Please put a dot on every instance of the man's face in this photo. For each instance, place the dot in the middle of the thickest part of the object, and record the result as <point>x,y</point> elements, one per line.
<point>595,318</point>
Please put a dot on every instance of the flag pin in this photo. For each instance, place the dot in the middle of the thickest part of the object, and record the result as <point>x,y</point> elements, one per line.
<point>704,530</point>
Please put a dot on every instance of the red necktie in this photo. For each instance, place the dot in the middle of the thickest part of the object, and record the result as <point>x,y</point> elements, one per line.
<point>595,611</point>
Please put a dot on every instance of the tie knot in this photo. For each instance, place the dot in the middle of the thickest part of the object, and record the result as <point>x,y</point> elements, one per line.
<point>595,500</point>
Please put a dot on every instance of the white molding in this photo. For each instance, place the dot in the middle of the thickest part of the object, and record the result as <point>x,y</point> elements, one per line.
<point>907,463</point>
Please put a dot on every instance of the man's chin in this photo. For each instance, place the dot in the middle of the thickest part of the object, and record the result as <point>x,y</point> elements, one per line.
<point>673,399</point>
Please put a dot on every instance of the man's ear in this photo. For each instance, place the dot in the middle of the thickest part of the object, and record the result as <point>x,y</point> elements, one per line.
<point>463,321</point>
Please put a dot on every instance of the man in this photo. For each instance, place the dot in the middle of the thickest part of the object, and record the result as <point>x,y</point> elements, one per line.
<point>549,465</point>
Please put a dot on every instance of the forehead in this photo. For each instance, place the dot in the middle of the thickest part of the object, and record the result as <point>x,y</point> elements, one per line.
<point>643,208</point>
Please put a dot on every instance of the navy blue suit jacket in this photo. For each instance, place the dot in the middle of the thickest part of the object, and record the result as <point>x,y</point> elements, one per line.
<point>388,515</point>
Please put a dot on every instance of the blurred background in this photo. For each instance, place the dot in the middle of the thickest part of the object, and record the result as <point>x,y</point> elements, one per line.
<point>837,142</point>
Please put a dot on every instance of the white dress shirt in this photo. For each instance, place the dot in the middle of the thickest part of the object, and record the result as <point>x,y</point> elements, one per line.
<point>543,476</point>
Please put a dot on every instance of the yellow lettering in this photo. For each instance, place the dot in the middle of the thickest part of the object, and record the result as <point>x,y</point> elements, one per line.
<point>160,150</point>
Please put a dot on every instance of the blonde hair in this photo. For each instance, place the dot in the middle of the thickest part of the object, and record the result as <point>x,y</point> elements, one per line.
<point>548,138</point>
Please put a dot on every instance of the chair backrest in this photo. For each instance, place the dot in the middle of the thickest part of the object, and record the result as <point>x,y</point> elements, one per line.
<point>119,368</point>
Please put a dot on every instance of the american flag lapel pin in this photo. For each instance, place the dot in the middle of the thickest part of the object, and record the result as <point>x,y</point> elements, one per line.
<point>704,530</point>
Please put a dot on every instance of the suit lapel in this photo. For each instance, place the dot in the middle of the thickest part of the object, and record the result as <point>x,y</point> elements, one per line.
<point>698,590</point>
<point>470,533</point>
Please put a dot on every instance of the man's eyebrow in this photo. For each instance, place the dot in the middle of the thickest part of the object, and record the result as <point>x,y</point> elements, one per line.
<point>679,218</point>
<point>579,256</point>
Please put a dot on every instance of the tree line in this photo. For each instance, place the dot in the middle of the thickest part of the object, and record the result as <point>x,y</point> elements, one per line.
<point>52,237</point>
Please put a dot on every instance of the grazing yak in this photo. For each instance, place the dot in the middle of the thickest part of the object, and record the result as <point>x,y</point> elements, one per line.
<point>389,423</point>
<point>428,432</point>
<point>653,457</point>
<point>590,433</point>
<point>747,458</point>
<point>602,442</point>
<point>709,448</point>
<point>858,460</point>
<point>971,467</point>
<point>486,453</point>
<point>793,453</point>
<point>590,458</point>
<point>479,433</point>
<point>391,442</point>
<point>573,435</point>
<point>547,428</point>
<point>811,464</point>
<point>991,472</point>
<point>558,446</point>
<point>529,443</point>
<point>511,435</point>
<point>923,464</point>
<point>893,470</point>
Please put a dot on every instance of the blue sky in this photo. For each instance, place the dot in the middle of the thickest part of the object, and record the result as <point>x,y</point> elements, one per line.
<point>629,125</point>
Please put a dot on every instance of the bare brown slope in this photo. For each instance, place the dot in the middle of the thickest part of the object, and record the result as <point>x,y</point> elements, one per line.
────────────────────
* Work instruction: Set down the whole listing again, exactly as it was given.

* Task response:
Please put a dot on every instance of the man's face in this photo. For each instance, place the dot in the middle of the thickest part of the object, and record the result as <point>x,y</point> elements, one per line.
<point>595,318</point>
Please put a dot on every instance of the flag pin in this photo. For each instance, place the dot in the middle of the thickest part of the object, and record the result as <point>x,y</point> elements, one per line.
<point>704,530</point>
Please put a dot on every instance of the red necktie in this photo. For each instance, place the dot in the middle of the thickest part of the object, and record the result as <point>x,y</point> elements, one per line.
<point>595,611</point>
Please put a dot on every instance of the tie knot in this photo. For each instance, place the dot in the middle of the thickest part of the object, and record the result as <point>x,y</point> elements, one per line.
<point>595,500</point>
Please put a dot on every instance of the white molding in this photo. For each instance, place the dot in the middle of the thickest part of the object, and record the result as <point>x,y</point> elements, one per line.
<point>907,463</point>
Please put a dot on every instance of the man's chin in this photo. For each instance, place the dot in the middle of the thickest part of the object, and record the result as <point>x,y</point> elements, one per line.
<point>673,399</point>
Please put a dot on every instance of the man's ear in this photo. For each instance, place the dot in the middle of the thickest part of the object, and record the result as <point>x,y</point> elements, one per line.
<point>463,321</point>
Please put a dot on every instance of the man in this photo. For each instance, place the dot in the middle of the thickest part of the object, and record the result as <point>x,y</point> elements, one per line.
<point>549,465</point>
Please put a dot on every instance of the forehead in this photo. For each instance, place the dot in the middle of the thickest part of the object, and record the result as <point>x,y</point> elements, one per line.
<point>643,208</point>
Please put a dot on every instance of the navy blue suit jacket in this photo. For each instance, place the dot in the middle of the thickest part of the object, and record the result as <point>x,y</point> elements, one per line.
<point>388,515</point>
Please put a dot on every instance of the blurred background in this photo. For each instance, place the dot in the middle of the thickest part of the object, and record the result as <point>x,y</point> elements, one per line.
<point>837,142</point>
Please put a dot on every instance of the white dress shirt in this photo. For each instance, place the dot in the middle of the thickest part of the object, and record the result as <point>x,y</point> elements, one per line.
<point>543,476</point>
Please put a dot on every instance of the yellow lettering in this photo. For each instance, place the dot in the middle of the thickest part of the object, and record the result as <point>x,y</point> elements, one per line.
<point>160,150</point>
Please put a dot on every instance of the blonde hair in this photo. For each instance, place the dot in the middle of the thickest part of the object, and record the result as <point>x,y</point> elements, one per line.
<point>548,138</point>
Please put a dot on every instance of the chair backrest in this photo. For each instance, place the dot in the middle of the thickest part of the object, and record the result as <point>x,y</point> elements, one per line.
<point>119,368</point>
Please put a dot on every instance of the american flag lapel pin in this photo. For each instance, place the dot in the middle of the thickest part of the object, and record the result as <point>x,y</point> elements, one per line.
<point>704,530</point>
Please put a dot on every instance of the suit lapel in this photo. For each instance, place the dot in the middle of the thickest part of the object, and record the result as <point>x,y</point> elements, one per line.
<point>698,590</point>
<point>470,533</point>
Please put a dot on every instance of the man's eyebrow in this photo. For each instance, place the dot in the middle of the thickest part of the object, and record the result as <point>x,y</point> elements, one per line.
<point>679,218</point>
<point>579,256</point>
Please put a dot on every instance of the tree line in this photo. For each instance, place the dot in the middle of the thickest part of the object, and record the result as <point>x,y</point> elements, one per line.
<point>52,237</point>
Please put a dot on every instance of the grazing yak in this photo. For each instance, place the dot in the middle of the thickest part of the object, and record the result as <point>x,y</point> elements, one per line.
<point>389,423</point>
<point>428,432</point>
<point>653,457</point>
<point>590,433</point>
<point>747,458</point>
<point>602,442</point>
<point>709,448</point>
<point>858,460</point>
<point>971,467</point>
<point>486,453</point>
<point>793,453</point>
<point>590,458</point>
<point>479,433</point>
<point>391,442</point>
<point>573,435</point>
<point>547,428</point>
<point>811,464</point>
<point>991,472</point>
<point>558,446</point>
<point>529,443</point>
<point>511,435</point>
<point>923,464</point>
<point>893,470</point>
Please put a dot on every instance of the blue sky in this photo. For each instance, place the dot in the middle of the thickest part of the object, and record the result as <point>x,y</point> elements, one per line.
<point>629,125</point>
Please put a dot on every instance of the bare brown slope in this photo. For each instance, place the dot in the middle of the thickest part of the object, and record the result as <point>x,y</point> elements, one per line.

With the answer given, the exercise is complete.